━━━━━ Excerpt

I think it's a bit premature to revert at this stage.  Possibly we can
get to the desired end state by modifying the existing code.  Possibly
we can get to the desired end state by reverting this and by adding
something new.

If we can't get to the desired end state at all then yes, I'll send
Linus a revert of this patch later in this -rc cycle.

Michal Hocko Dec. 17, 2022, 9:57 a.m. UTC | #5

On Fri 16-12-22 10:18:20, Andrew Morton wrote:
> On Fri, 16 Dec 2022 10:54:16 +0100 Michal Hocko <mhocko@suse.com> wrote:
> 
> > I have noticed that the patch made it into Linus tree already. Can we
> > please revert it because the semantic is not really clear and we should
> > really not create yet another user API maintenance problem.
> 
> Well dang.  I was waiting for the discussion to converge, blissfully
> unaware that the thing was sitting in mm-stable :(  I guess the
> 
> 	Acked-by: Michal Hocko <mhocko@suse.com>
> 	Acked-by: Shakeel Butt <shakeelb@google.com>
> 	Acked-by: Muchun Song <songmuchun@bytedance.com>
> 
> fooled me.

Hmm, as pointed out in http://lkml.kernel.org/r/Y5bsmpCyeryu3Zz1@dhcp22.suse.cz
I've failed to see through all the consequences of the implementation.
SO my bad here to add my ack before fully understanding all the
implications.

> I think it's a bit premature to revert at this stage.  Possibly we can
> get to the desired end state by modifying the existing code.  Possibly
> we can get to the desired end state by reverting this and by adding
> something new.

Sure if we can converge to a proper implementation during the rc phase
then it would be ok. I cannot speak for others but at least for me
upcoming 2 weeks would be mostly offline so I cannot really contribute
much. A revert would be much more easier from the coordination POV IMHO.

━━━━━━━━━━

Problem set:
(1) In the mailing-list excerpt, according to Michal Hocko, how much would he be online over the upcoming two weeks?
(2) Reproduce the part of the mailing-list excerpt that opens with the words "Hmm, as pointed" and closes with "implications.".

━━━━━ Dataset excerpt

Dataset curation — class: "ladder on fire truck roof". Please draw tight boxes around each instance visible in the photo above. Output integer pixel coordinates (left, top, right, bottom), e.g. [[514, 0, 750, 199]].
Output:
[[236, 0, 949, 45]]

━━━━━━━━━━

Results:
(1) He would be mostly offline.

(2)
Hmm, as pointed out in http://lkml.kernel.org/r/Y5bsmpCyeryu3Zz1@dhcp22.suse.cz
I've failed to see through all the consequences of the implementation.
SO my bad here to add my ack before fully understanding all the
implications.